§ Work required:
Please tally the lines in the rows below that contain the string "shorts", with case counting. Reply with the number alone.

§ Material:
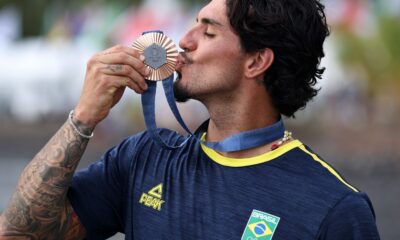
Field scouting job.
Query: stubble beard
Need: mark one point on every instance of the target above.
(181, 94)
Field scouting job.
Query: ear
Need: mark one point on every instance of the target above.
(258, 62)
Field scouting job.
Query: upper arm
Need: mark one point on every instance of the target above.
(352, 218)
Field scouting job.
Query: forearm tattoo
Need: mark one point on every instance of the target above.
(39, 208)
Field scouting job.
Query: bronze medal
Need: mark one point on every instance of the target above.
(160, 52)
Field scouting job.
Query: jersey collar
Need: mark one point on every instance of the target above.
(244, 162)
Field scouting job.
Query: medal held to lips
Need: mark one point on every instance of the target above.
(160, 54)
(161, 57)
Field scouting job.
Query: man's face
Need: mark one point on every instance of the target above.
(211, 66)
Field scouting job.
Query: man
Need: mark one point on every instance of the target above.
(249, 62)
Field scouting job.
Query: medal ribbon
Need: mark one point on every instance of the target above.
(237, 142)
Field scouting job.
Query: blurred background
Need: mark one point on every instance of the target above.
(353, 123)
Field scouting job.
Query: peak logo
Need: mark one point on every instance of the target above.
(153, 198)
(261, 226)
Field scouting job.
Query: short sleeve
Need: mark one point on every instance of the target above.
(352, 218)
(97, 193)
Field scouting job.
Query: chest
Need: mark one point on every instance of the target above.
(209, 202)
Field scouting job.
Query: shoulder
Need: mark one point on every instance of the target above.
(320, 172)
(352, 217)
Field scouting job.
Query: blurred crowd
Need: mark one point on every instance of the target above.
(42, 69)
(44, 47)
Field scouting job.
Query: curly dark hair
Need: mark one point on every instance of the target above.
(295, 31)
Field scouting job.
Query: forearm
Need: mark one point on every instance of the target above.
(38, 208)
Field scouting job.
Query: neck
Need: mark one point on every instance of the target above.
(237, 114)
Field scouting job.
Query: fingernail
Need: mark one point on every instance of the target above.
(147, 71)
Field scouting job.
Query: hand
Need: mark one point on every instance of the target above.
(108, 73)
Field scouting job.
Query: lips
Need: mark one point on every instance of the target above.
(182, 60)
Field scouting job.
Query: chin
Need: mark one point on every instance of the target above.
(180, 92)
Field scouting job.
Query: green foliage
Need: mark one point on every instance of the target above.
(378, 54)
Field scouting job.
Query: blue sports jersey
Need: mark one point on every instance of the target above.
(148, 192)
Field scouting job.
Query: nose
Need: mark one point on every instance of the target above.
(188, 41)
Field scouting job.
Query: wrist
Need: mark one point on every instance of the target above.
(81, 128)
(84, 118)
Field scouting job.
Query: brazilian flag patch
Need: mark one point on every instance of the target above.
(261, 226)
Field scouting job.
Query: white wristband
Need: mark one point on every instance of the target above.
(70, 116)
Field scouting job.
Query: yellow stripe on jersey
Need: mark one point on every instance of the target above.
(330, 169)
(243, 162)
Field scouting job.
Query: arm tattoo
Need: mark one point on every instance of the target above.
(39, 208)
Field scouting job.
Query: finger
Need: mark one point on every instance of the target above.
(125, 71)
(119, 48)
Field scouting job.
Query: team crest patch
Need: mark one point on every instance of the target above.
(261, 226)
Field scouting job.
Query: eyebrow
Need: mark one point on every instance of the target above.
(210, 21)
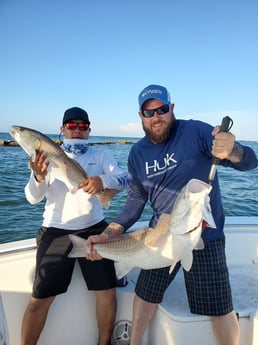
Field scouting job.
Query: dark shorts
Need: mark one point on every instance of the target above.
(54, 269)
(207, 283)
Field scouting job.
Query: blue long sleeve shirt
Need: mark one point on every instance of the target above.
(158, 172)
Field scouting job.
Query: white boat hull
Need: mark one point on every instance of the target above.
(71, 318)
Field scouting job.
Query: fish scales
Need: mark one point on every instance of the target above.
(173, 239)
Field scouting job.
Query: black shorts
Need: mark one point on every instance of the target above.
(207, 283)
(54, 268)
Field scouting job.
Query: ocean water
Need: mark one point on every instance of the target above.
(20, 220)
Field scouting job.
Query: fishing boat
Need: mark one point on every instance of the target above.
(71, 318)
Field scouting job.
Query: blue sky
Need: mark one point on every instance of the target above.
(100, 54)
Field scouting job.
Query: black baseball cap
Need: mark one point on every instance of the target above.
(75, 113)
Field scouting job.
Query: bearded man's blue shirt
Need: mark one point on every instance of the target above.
(158, 172)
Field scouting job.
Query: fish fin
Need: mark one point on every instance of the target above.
(187, 261)
(106, 197)
(200, 245)
(122, 269)
(172, 267)
(79, 247)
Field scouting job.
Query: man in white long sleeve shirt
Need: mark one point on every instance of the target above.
(79, 213)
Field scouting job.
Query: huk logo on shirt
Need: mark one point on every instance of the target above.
(161, 166)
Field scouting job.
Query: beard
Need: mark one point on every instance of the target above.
(161, 137)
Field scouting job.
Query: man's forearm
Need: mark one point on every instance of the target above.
(237, 154)
(114, 229)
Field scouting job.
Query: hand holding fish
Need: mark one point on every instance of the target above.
(112, 230)
(39, 166)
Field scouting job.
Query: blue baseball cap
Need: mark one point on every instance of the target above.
(154, 92)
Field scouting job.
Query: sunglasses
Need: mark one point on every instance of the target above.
(160, 111)
(73, 125)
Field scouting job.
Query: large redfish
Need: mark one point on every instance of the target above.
(60, 165)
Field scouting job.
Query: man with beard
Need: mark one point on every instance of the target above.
(159, 166)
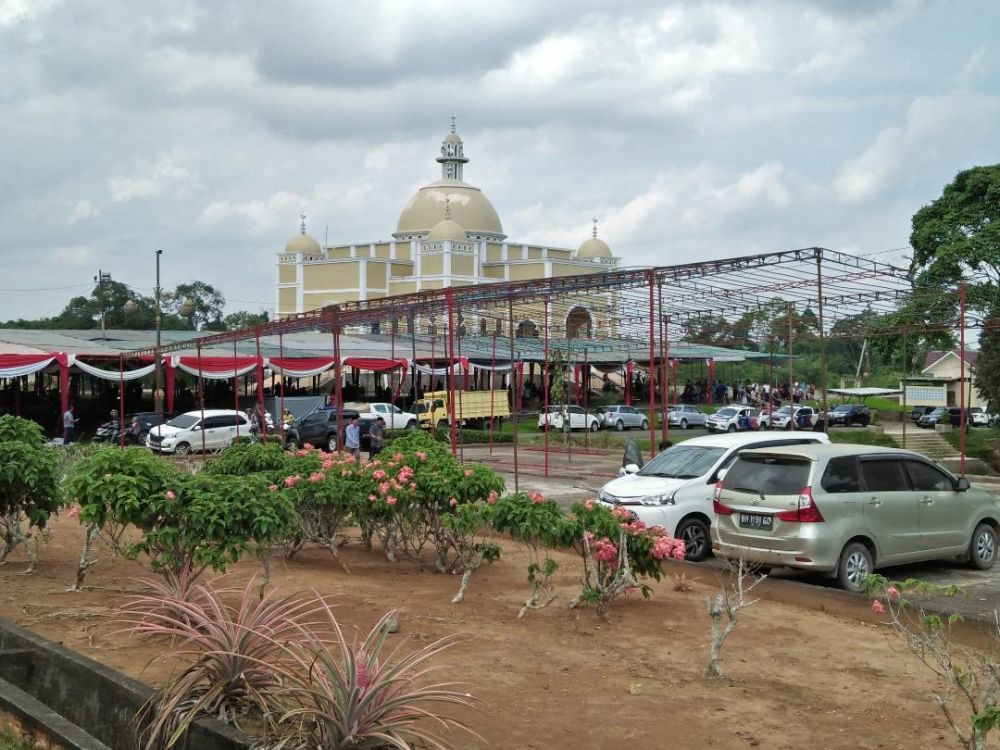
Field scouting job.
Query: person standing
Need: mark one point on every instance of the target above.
(69, 425)
(352, 437)
(376, 438)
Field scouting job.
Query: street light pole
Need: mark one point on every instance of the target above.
(157, 369)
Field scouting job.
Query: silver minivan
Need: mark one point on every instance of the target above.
(845, 510)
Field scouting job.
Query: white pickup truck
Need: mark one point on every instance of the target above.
(395, 418)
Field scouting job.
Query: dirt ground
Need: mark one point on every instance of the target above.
(807, 668)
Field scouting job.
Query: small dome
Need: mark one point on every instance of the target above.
(447, 229)
(302, 243)
(594, 248)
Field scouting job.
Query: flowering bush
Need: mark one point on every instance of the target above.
(617, 552)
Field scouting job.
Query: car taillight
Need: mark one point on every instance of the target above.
(806, 512)
(718, 506)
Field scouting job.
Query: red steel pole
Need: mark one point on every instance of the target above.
(449, 297)
(652, 360)
(545, 382)
(961, 379)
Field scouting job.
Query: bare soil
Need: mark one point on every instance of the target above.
(807, 668)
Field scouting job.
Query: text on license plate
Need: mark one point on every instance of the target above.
(755, 521)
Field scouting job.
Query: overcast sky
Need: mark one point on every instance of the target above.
(693, 130)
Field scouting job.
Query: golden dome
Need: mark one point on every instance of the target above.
(469, 208)
(302, 243)
(447, 229)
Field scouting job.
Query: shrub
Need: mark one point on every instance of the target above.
(29, 484)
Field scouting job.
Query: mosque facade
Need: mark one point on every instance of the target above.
(448, 234)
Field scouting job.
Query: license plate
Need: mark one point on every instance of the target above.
(755, 521)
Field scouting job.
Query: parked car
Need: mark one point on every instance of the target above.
(622, 417)
(787, 418)
(320, 429)
(212, 429)
(939, 415)
(578, 419)
(674, 490)
(138, 425)
(848, 414)
(685, 416)
(733, 418)
(846, 510)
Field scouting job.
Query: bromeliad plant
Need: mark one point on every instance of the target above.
(235, 654)
(29, 485)
(617, 552)
(349, 694)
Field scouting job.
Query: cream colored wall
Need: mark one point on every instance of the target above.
(525, 271)
(432, 265)
(343, 275)
(377, 274)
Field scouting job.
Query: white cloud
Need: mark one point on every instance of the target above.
(162, 175)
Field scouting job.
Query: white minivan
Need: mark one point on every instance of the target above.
(674, 490)
(212, 429)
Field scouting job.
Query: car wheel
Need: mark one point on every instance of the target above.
(694, 532)
(983, 547)
(854, 567)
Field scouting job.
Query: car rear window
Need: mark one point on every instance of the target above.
(768, 475)
(841, 475)
(884, 475)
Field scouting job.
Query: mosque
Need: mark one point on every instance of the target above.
(448, 234)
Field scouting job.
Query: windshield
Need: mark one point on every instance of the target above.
(683, 462)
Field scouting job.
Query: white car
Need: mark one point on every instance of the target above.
(578, 419)
(674, 490)
(212, 429)
(732, 419)
(685, 416)
(806, 418)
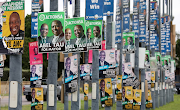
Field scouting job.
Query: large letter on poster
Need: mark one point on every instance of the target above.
(13, 27)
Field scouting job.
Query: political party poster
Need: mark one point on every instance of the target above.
(51, 30)
(108, 8)
(94, 34)
(126, 15)
(163, 35)
(34, 56)
(137, 99)
(168, 36)
(36, 75)
(118, 90)
(118, 22)
(94, 9)
(13, 27)
(128, 102)
(75, 35)
(128, 42)
(135, 17)
(37, 98)
(86, 89)
(149, 100)
(71, 73)
(154, 26)
(106, 92)
(85, 70)
(147, 59)
(37, 6)
(142, 21)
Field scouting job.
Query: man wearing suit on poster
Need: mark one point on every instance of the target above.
(102, 90)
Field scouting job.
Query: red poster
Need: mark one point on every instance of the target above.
(34, 56)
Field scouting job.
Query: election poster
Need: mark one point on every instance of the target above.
(37, 98)
(163, 35)
(51, 30)
(128, 42)
(137, 99)
(94, 9)
(108, 8)
(147, 59)
(13, 28)
(118, 22)
(71, 73)
(75, 35)
(86, 89)
(85, 70)
(94, 34)
(118, 90)
(106, 92)
(34, 56)
(36, 75)
(135, 17)
(126, 15)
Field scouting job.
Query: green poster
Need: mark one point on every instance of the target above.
(147, 58)
(51, 30)
(128, 42)
(94, 34)
(75, 35)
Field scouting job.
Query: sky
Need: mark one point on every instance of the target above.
(176, 9)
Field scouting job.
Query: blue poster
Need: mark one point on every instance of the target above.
(126, 15)
(94, 9)
(163, 36)
(142, 21)
(108, 7)
(135, 17)
(118, 22)
(34, 24)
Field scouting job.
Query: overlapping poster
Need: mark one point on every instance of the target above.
(51, 30)
(71, 73)
(37, 99)
(13, 27)
(94, 9)
(106, 92)
(34, 56)
(85, 71)
(94, 34)
(36, 75)
(75, 35)
(128, 42)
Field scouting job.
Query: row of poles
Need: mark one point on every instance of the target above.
(16, 67)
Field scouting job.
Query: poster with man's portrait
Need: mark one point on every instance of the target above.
(36, 75)
(13, 28)
(75, 35)
(51, 30)
(105, 92)
(34, 56)
(94, 34)
(71, 73)
(128, 42)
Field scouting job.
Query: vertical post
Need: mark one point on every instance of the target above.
(66, 55)
(15, 74)
(109, 40)
(75, 104)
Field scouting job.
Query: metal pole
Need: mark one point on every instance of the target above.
(15, 74)
(66, 55)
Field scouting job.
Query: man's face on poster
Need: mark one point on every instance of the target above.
(14, 23)
(78, 31)
(44, 30)
(102, 56)
(96, 31)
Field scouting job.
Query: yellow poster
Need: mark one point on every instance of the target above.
(86, 88)
(13, 27)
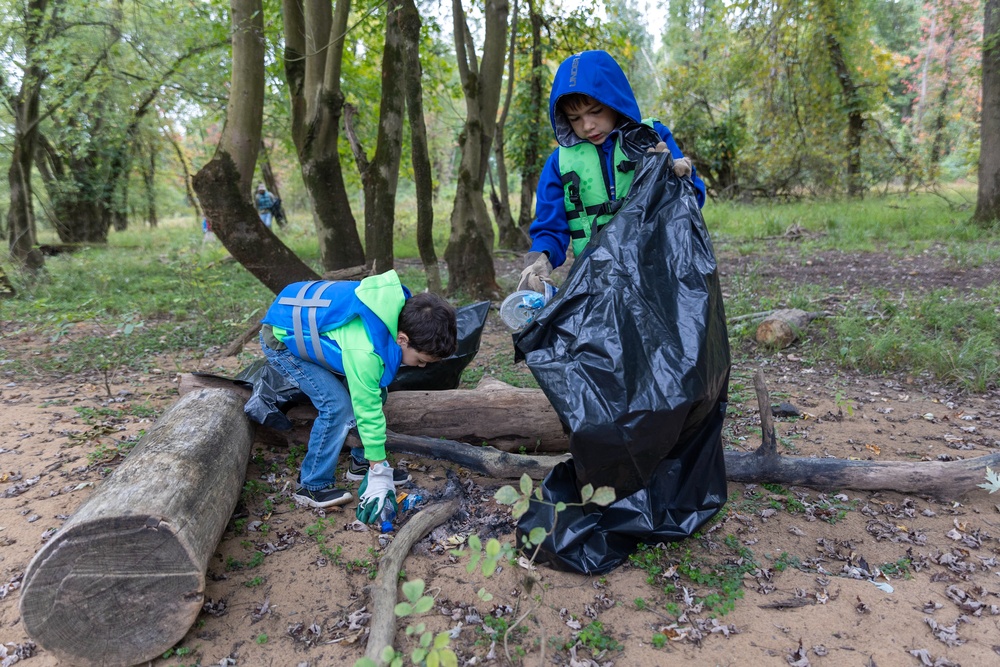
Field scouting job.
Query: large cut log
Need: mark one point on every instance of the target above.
(124, 578)
(952, 479)
(508, 418)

§ Result for this exercise:
2